TEXTO SELECIONADO ->

■ ■ ■ ■ ■

Vou poupá-lo de mais suspense. Namoramos a distância oito meses. Ela era maravilhosa para mim. Chamava-me de seu "ideal". E então, oito meses depois, no mesmo dia que soube que a minha história tinha sido aceita pela National Geographic, ela telefonou de Paris e, sem mais nem menos, terminou comigo. Ela disse que "tinha de ser racional". Suspeitei que ela não disse "racional" com o mesmo sentido que o Dalai Lama tinha dito. Ou talvez sim.
Apesar de ficar de coração partido, reagi bastante bem, tão bem que meus amigos concluíram que eu não a amava de fato. A verdade é que eu entendia tudo isso num nível mais elevado. Ela entrou na minha vida no exato momento em que sentei para escrever, um trabalho solitário que é melhor realizado se acompanhado do amor e do apoio de uma boa mulher. Ela saiu da minha vida exatamente quando completei esse trabalho. "O Buda enviou Anh para me proteger", eu pensava. "Acho que ele a levou embora quando eu terminei."

■ ■ ■ ■ ■

DADOS FORNECIDOS ->

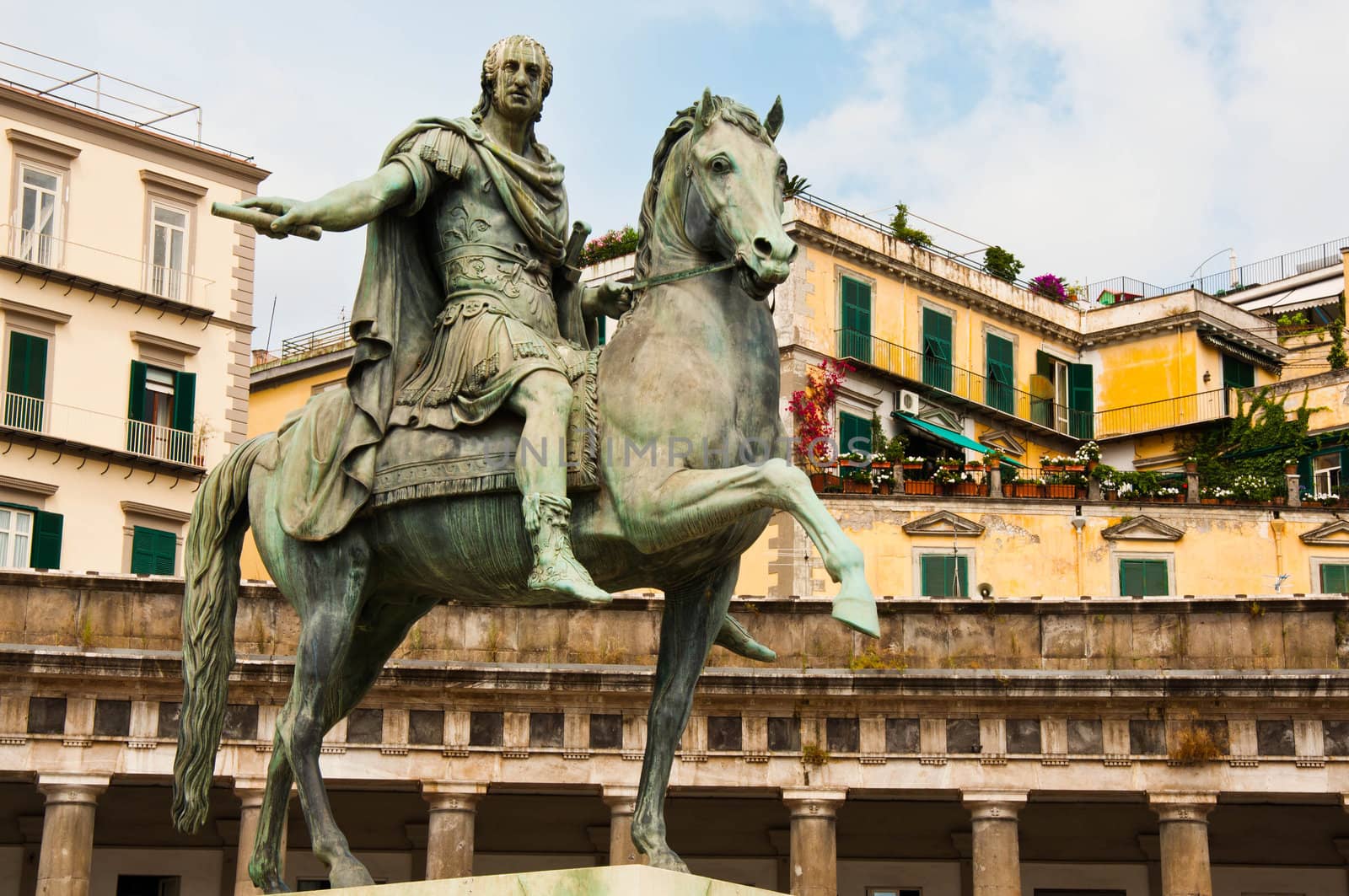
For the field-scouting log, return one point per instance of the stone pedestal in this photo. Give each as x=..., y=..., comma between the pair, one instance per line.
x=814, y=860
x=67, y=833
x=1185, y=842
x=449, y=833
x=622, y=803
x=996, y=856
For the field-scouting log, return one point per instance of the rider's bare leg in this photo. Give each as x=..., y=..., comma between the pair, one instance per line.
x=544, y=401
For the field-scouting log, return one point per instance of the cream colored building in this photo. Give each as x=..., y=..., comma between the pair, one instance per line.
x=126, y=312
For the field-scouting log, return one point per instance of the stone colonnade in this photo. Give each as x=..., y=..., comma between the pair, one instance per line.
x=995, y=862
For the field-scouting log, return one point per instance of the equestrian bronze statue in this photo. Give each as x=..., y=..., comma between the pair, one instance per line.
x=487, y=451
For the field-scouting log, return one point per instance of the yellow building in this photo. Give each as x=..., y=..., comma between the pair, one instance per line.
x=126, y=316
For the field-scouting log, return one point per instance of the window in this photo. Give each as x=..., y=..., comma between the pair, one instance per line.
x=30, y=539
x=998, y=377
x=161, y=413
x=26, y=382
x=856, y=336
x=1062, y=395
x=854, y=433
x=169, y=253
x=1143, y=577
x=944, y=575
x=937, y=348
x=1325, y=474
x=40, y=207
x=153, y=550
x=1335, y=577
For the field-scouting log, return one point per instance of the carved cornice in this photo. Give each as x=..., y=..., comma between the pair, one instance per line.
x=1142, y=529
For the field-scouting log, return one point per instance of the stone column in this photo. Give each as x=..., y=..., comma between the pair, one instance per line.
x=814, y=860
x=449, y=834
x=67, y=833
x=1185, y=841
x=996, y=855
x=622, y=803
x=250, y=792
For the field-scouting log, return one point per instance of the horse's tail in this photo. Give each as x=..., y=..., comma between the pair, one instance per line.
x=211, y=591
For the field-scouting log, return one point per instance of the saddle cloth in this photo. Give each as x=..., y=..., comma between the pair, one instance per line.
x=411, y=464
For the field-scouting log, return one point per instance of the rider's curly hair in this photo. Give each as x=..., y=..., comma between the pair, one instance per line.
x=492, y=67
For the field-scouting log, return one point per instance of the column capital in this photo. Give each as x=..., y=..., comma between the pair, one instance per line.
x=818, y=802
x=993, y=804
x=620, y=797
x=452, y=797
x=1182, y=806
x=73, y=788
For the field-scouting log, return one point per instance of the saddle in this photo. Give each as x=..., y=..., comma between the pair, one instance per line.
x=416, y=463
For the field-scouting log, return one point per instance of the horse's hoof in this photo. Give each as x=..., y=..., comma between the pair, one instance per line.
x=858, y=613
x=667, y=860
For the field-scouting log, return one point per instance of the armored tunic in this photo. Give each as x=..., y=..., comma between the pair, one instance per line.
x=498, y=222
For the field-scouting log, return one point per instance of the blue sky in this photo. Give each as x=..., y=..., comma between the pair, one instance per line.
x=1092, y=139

■ ■ ■ ■ ■

INSTRUÇÃO A -> No texto sobre o fim do namoro a distância, que motivo quem narra apresenta para acreditar que Anh entrou e saiu de sua vida no momento certo?
INSTRUÇÃO B -> Prossiga com o relato sobre o fim do namoro a distância a partir do ponto em que ele termina.

RESPOSTA A -> Anh chegou no exato momento em que quem narra sentou para escrever, um trabalho solitário que é melhor realizado com o amor e o apoio de uma boa mulher. Ela partiu exatamente quando esse trabalho foi concluído. Por isso surgiu o pensamento de que o Buda a enviara para proteger quem narra e a levara embora ao fim da tarefa.

RESPOSTA B ->
Na realidade ela havia se transformado na minha Thây, o professor mais novo do curso de Budismo 101 que tinha começado com Carl Taylor nos idos do Projeto de Asilos Zen em San Francisco. Ele me ensinou a impermanência, se você lembra, mas devo ter pensado que poderia me safar com as Anotações Budistas de Cliff, pois lá vinha ele novamente. A essa altura eu já sabia o suficiente para prever que aconteceria de novo. E de novo. O Buda disse que nada dura para sempre. E ele quis dizer nada mesmo.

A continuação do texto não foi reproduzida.